**Data supplied:**
------------------------------------
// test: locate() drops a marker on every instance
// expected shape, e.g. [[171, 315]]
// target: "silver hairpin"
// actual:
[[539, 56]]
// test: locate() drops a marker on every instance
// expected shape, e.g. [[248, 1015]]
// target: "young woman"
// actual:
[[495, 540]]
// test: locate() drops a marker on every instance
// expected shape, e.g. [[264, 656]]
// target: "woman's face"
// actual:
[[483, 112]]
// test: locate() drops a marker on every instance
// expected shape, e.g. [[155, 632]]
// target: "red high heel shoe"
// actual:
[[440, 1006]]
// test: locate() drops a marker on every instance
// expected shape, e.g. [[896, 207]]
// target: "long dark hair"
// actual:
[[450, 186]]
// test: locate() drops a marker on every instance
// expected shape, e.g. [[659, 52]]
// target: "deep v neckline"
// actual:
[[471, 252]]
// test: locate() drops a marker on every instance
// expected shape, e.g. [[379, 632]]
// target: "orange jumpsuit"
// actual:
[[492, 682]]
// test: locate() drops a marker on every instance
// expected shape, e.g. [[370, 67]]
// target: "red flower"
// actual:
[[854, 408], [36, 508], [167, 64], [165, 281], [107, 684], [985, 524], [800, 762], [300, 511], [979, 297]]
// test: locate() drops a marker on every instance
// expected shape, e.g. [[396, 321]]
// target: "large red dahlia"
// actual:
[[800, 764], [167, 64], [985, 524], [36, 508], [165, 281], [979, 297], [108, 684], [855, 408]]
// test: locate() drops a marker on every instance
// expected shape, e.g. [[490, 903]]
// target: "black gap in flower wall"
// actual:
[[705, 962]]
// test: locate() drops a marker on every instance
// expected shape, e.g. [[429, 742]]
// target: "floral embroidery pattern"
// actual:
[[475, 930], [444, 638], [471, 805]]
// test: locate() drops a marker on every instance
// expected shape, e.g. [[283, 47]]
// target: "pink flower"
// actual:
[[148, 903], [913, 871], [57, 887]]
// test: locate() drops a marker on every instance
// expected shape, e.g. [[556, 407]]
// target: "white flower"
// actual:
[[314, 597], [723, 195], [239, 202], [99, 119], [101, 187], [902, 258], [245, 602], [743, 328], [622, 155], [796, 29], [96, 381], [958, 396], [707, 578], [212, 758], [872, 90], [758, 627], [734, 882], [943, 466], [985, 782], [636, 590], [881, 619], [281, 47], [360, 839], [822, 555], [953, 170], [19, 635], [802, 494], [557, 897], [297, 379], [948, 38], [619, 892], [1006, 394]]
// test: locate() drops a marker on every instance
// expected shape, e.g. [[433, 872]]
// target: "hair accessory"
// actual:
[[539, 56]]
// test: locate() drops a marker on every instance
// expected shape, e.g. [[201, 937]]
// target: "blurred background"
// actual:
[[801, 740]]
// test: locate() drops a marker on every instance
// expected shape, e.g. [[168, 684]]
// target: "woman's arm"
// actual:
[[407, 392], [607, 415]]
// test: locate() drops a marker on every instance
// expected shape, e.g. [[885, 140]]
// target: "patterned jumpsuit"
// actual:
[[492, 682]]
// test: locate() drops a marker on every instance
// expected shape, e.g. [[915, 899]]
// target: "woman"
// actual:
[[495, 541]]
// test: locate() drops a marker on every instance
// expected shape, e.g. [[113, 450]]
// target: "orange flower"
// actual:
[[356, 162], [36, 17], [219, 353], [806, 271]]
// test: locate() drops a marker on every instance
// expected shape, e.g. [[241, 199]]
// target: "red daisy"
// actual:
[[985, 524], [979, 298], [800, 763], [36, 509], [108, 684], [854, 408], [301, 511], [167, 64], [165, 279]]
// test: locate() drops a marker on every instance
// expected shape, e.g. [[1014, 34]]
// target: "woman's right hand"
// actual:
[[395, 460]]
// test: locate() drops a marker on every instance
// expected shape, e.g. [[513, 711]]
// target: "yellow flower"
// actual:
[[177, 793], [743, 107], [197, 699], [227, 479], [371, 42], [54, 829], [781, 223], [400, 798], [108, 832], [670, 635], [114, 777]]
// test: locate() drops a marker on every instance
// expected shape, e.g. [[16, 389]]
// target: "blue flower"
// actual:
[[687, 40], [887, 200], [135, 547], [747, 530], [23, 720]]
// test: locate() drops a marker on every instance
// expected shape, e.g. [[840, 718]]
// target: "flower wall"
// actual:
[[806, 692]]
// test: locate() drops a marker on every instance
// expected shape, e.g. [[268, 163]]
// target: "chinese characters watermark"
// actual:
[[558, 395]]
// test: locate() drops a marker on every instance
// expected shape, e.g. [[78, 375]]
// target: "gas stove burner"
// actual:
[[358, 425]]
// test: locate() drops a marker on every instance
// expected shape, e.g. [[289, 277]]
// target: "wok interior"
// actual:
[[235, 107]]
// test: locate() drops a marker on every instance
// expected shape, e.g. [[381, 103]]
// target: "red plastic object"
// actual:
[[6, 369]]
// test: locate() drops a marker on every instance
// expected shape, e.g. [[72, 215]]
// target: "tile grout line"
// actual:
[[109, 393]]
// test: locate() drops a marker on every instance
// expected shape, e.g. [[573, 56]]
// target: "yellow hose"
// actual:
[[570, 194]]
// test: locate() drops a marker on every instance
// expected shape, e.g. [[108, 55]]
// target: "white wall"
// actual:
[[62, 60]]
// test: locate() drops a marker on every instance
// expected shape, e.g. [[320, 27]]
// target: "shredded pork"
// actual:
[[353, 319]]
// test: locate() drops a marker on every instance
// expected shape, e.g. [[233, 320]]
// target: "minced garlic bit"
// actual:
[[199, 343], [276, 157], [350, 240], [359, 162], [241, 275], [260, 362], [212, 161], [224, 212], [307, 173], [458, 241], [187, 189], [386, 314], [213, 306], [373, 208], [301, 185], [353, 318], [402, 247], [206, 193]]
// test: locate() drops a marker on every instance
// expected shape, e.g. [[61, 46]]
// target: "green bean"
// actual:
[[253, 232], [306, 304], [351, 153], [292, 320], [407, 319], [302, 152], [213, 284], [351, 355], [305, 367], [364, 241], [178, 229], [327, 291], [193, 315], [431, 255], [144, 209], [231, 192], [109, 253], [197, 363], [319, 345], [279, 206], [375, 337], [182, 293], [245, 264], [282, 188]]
------------------------------------
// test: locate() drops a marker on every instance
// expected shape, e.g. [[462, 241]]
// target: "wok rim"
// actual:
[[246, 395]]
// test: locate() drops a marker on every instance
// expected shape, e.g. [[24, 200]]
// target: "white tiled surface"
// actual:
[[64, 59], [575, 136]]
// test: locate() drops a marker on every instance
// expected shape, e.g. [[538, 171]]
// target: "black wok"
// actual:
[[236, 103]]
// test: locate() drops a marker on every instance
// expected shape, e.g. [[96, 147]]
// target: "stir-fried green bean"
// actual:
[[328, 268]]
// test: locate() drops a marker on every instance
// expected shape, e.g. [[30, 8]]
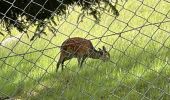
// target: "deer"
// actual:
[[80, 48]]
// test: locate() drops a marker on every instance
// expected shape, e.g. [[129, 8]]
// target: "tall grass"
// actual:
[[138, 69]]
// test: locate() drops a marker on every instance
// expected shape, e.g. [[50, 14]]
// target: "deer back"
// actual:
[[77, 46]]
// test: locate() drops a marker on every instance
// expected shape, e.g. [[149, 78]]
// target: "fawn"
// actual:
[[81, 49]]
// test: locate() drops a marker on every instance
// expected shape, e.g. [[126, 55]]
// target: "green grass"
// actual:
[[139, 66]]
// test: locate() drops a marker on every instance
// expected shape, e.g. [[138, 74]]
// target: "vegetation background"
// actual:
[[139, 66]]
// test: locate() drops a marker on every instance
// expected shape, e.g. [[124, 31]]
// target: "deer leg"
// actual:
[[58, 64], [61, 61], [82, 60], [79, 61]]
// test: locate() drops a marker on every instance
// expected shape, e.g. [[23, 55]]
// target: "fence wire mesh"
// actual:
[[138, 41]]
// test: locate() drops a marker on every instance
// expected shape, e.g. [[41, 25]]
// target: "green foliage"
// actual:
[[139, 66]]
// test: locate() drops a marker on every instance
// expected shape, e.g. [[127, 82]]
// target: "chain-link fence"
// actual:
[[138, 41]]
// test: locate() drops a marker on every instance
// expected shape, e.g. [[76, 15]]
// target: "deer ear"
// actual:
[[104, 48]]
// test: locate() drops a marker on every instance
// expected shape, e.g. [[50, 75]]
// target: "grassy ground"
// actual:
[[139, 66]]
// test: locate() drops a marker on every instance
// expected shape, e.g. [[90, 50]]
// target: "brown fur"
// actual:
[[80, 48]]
------------------------------------
**What you have to do:** How many lines in the material above contain the word "woman"? Case counts. Reply with the number alone.

**Solution to this task:** 5